───── GIVEN RECORDS

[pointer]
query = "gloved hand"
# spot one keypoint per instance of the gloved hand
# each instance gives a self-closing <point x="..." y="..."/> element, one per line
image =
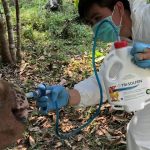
<point x="141" y="54"/>
<point x="58" y="96"/>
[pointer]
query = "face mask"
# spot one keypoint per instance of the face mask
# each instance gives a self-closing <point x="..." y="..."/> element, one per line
<point x="106" y="32"/>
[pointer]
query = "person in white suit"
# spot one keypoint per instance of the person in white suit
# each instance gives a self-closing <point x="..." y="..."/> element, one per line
<point x="132" y="21"/>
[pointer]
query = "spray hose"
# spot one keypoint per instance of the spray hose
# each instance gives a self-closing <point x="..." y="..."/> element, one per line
<point x="76" y="131"/>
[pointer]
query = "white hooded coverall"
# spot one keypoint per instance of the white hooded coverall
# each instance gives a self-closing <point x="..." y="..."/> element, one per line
<point x="138" y="130"/>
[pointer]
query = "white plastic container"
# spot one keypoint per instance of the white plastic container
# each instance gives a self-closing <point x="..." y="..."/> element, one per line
<point x="127" y="85"/>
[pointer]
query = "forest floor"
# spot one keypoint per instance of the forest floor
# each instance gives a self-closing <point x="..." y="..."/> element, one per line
<point x="57" y="48"/>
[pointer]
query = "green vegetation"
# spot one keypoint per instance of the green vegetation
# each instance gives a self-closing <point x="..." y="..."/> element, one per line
<point x="57" y="32"/>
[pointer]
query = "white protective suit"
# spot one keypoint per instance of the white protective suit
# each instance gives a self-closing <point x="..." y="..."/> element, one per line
<point x="138" y="130"/>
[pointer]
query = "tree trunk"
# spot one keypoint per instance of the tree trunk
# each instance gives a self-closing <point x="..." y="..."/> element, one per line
<point x="6" y="56"/>
<point x="10" y="30"/>
<point x="18" y="30"/>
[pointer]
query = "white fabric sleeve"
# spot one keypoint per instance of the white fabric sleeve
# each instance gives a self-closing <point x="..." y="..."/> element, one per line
<point x="89" y="90"/>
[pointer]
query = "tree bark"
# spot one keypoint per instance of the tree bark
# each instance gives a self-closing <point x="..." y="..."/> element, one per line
<point x="18" y="30"/>
<point x="6" y="56"/>
<point x="10" y="30"/>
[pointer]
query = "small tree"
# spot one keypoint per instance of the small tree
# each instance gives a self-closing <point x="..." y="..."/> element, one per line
<point x="8" y="47"/>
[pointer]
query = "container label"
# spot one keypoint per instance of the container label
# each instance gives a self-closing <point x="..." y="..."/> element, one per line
<point x="130" y="90"/>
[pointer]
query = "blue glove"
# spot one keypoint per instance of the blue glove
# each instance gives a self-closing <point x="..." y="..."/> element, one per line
<point x="57" y="98"/>
<point x="138" y="50"/>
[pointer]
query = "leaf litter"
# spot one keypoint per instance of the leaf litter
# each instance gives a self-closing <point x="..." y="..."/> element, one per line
<point x="106" y="132"/>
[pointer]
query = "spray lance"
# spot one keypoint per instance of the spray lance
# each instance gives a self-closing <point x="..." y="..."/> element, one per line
<point x="108" y="85"/>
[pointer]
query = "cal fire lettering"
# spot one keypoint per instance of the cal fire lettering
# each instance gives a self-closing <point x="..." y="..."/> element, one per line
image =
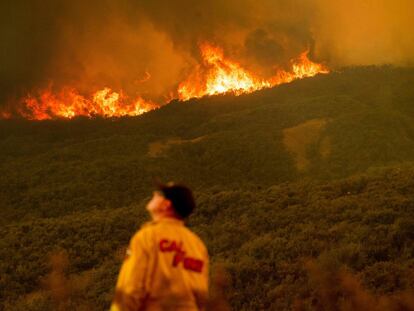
<point x="189" y="263"/>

──────────

● STATED EXERCISE:
Please pick out each line of the data above that contains the string "hose". Case matters.

● IN RESPONSE:
query = "spray hose"
# spot one keypoint per instance of the spray hose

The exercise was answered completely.